begin Document excerpt

Adapted from Engaging Children by Ellin Oliver Keene
Adapted from Engaging Children by Ellin Oliver Keene
We describe periods of engagement as occasions when time stands still and every pressing issue recedes into the background while we listen to music, write in a journal, listen to the sounds of nature, or study a topic of passionate interest. Perhaps we remember times when we were totally caught up in a discussion about politics or contemporary social issues, when others' opinions and knowledge impacted our thinking in a permanent way. Or our sense of outrage towards social injustices peaks, and we begin to act on behalf of others. We are engaged.
How can we help kids to identify when they have an engaged experience and how they can create the condition necessary to repeat it and create new ones? Consider these moves in your classroom:
- Talk to your students about the joy of being truly engaged. Differentiate between compliance, participation, and collaboration, motivation, and engagement. Describe how all are important for learners but that, as a proportion of time, you would like them to spend increasing periods of time engaged rather than in compliance as the school year goes on. Make clear that some engaged experiences are related to academic pursuits and other are not.

end Document excerpt
begin Dataset records

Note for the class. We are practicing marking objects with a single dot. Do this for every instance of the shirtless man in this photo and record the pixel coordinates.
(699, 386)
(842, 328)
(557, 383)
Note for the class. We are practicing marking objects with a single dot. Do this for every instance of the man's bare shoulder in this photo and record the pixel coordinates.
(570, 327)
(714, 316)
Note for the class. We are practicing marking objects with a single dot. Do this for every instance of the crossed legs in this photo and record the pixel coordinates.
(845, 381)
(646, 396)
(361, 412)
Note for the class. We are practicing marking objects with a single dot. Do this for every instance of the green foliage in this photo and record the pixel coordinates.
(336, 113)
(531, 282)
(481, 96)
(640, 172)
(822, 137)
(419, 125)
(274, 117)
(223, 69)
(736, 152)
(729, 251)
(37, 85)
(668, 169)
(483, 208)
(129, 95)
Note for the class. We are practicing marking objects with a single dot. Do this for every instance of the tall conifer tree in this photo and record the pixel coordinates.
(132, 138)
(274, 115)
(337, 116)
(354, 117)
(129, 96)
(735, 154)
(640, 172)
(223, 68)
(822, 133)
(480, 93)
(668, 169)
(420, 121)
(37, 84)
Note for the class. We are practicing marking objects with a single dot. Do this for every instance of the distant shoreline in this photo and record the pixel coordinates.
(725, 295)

end Dataset records

» Task 1:
From the listing, copy out word for word the lines from the one containing "of the green" through the final line of the listing, with both of those lines included.
» Task 2:
Write the next part of the passage on engaging children in the classroom, starting right after its last sentence.

» Final result 1:
Note for the class. We are practicing marking objects with a single dot. Do this for every instance of the green foliage in this photo and record the pixel coordinates.
(336, 113)
(531, 282)
(481, 96)
(640, 172)
(822, 137)
(419, 125)
(274, 117)
(223, 69)
(736, 152)
(729, 251)
(37, 85)
(668, 169)
(483, 208)
(129, 95)
Note for the class. We are practicing marking objects with a single dot. Do this for every instance of the tall conifer tree in this photo and record the pixel coordinates.
(132, 138)
(274, 115)
(337, 116)
(354, 117)
(129, 96)
(735, 154)
(640, 172)
(223, 68)
(822, 133)
(480, 93)
(668, 169)
(420, 121)
(37, 84)
Note for the class. We are practicing marking objects with a single dot. Do this for every instance of the distant shoreline in this photo and record the pixel coordinates.
(725, 295)

» Final result 2:
- Model and describe what it is to be deeply engaged.
- Take questions from your students and encourage them to share their own engaged experiences. Help them build off one another's recollections; encourage them to capture those moments and the associated emotions in writing and art.
- Begin an anchor chart and/or Google document on which you can generate a list of words that define engagement for your students.
- Talk about the differences between instances in which students complied, participated, and were motivated, but list them on a separate chart of document to make the distinctions clear. Acknowledge and share examples of negative experiences associated with compliance, participation, motivation, and sometimes even engagement. Think together about the proportion of time you and your students want to spend in each.
- Ask children to continue to add to the chart and/or Google doc to keep the conversation about engagement fresh and dynamic.
These are only some of the beginning teaching moves you can use to help students increase the time they spend engaged. Feel free to adapt these first steps for your students.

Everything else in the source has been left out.